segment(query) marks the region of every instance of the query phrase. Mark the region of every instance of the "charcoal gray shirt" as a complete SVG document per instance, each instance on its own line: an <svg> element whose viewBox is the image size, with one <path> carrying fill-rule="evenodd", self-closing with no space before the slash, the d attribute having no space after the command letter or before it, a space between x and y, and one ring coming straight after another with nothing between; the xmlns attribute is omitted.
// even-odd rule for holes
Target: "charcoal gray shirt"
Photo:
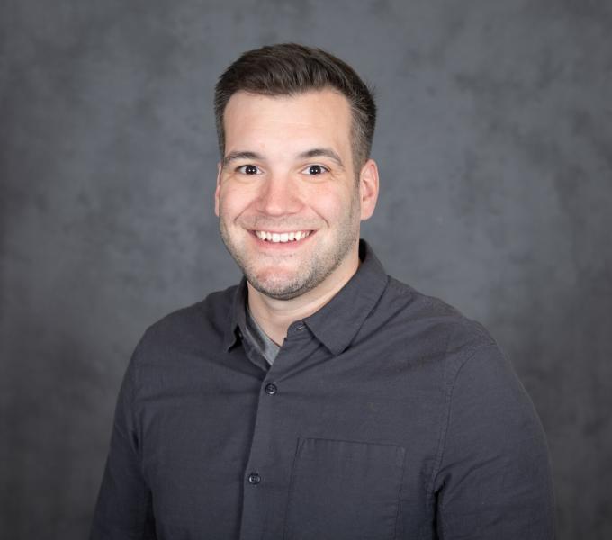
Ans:
<svg viewBox="0 0 612 540"><path fill-rule="evenodd" d="M246 284L153 325L122 386L92 540L554 537L542 427L484 328L355 276L243 340Z"/></svg>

(What to do): Render the listing above as a JSON list of strings with one string per line and no blank lines. Leave the pictures out.

(Correct output):
[
  "segment(query) marks the region of every instance of the query phrase. Mark the region of every instance of the \"charcoal gray shirt\" as a complete SVG document per instance, each instance on its own line: an <svg> element whose viewBox is the image size, with one <path> carrying fill-rule=\"evenodd\", self-closing with no space before the slash, the d attribute having no space after the command letter or before it, a space between x and y, and one ring coming straight after another with nothing between; the xmlns attribute is omitted.",
  "// even-odd rule for holes",
  "Target: \"charcoal gray shirt\"",
  "Photo:",
  "Ans:",
  "<svg viewBox=\"0 0 612 540\"><path fill-rule=\"evenodd\" d=\"M246 284L153 325L122 386L92 540L554 537L542 427L484 328L355 276L243 340Z\"/></svg>"
]